▶ [文書の抜粋]
────────────────────────────────────────

先天性心疾患を大まかに理解する⑤
さて、ここまでのところで
構造の理解
① 静脈(大静脈、肺静脈)
② 心房(右、左)
③ 心室(右、左)
④ 動脈(肺動脈、大動脈)
肺血流とチアノーゼ
圧負荷と容量負荷
の3点について、お話ししてきました。これらを活用して血行動態を把握してみましょう。
症例 1:下図の心奇形を把握してみて下さい。
まずは構造を把握します。
① 静脈(大静脈、肺静脈):正常
② 心房(右、左):正常
③ 心室(右、左):右室と左室の位置はOK 。しきり(心室中隔)に孔
④ 動脈(肺動脈、大動脈):OK
以上から、心室中隔欠損症 と診断します。
肺血流とチアノーゼはどうでしょうか?
肺だけに血を送れば良い右心室よりも、体全体に血を送らなければいけない左心室では、心室内の圧が違います。たくさんの血を処理しなくてはいけない左心室の圧の方が高くなりますので、通常、
左心室の圧>右心室の圧
となります。従って心室中隔の孔を通って、左心室から右心室に血液が流れ込みますね。つまり「赤から黒」に血液混ざることになります。
心臓の構造に由来したチアノーゼは「黒から赤」に血が混じるときに生じるので、この症例ではチアノーゼは通常見られません(チアノーゼがもしあったら心臓の構造自体の異常では無く何か他の異常を伴っているはずです)。
一方、左心室から右心室に血液が流れます(この血液の流れのことを「シャント」といいます)ので、肺に行く血液は多くなります。

────────────────────────────────────────

▶ [分析用データ]
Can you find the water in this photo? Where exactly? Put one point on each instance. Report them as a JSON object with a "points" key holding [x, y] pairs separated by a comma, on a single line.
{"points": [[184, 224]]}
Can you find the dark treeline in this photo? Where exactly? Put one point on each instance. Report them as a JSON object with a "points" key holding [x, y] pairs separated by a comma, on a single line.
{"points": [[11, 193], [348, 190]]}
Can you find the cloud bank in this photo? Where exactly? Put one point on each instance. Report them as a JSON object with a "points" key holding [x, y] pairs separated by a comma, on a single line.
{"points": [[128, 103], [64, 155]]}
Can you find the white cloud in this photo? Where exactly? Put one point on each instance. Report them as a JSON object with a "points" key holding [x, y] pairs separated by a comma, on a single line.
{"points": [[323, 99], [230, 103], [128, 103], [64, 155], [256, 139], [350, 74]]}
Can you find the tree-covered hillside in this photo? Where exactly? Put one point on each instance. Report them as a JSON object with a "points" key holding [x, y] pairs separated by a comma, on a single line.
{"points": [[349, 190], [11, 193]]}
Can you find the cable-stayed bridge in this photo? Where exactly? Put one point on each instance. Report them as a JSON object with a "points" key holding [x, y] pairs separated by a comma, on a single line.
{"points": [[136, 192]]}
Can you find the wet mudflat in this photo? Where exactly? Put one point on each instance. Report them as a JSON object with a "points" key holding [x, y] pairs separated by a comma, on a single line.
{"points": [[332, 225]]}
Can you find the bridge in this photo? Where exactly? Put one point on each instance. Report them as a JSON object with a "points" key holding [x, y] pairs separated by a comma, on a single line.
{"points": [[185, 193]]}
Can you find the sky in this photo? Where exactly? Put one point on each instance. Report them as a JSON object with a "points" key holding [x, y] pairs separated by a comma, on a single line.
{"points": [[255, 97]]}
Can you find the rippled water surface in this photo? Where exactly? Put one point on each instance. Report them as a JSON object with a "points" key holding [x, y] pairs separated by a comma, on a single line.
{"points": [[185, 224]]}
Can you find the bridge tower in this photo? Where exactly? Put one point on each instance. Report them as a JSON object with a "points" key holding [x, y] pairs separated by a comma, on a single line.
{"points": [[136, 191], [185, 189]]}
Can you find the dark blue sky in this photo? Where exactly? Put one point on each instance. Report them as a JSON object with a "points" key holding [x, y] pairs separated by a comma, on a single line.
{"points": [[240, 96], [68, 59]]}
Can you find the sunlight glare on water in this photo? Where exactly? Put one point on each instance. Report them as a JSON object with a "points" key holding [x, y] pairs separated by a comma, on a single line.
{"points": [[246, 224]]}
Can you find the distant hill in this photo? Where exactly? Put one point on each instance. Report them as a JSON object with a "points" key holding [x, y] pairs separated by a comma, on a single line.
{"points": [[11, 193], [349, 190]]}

────────────────────────────────────────

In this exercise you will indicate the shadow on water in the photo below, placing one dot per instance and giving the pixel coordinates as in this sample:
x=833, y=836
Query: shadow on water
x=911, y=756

────────────────────────────────────────

▶ [資料を読み解く]
a) 先天性心疾患の解説文から、次の一文を英語に訳してください。「一方、左心室から右心室に血液が流れます(この血液の流れのことを「シャント」といいます)ので、肺に行く血液は多くなります。」
b) 先天性心疾患の解説文を、「先天性心疾患を大まかに理解する⑤」という語句を含む箇所から「症例 1:下図の心奇形を把握してみて下さい。」の後まで、一字一句そのまま書き写してください。

▶ [記述式の解答]
a) On the other hand, blood flows from the left ventricle to the right ventricle (this flow of blood is called a "shunt"), so the amount of blood going to the lungs increases.

b)
先天性心疾患を大まかに理解する⑤
さて、ここまでのところで
構造の理解
① 静脈(大静脈、肺静脈)
② 心房(右、左)
③ 心室(右、左)
④ 動脈(肺動脈、大動脈)
肺血流とチアノーゼ
圧負荷と容量負荷
の3点について、お話ししてきました。これらを活用して血行動態を把握してみましょう。
症例 1:下図の心奇形を把握してみて下さい。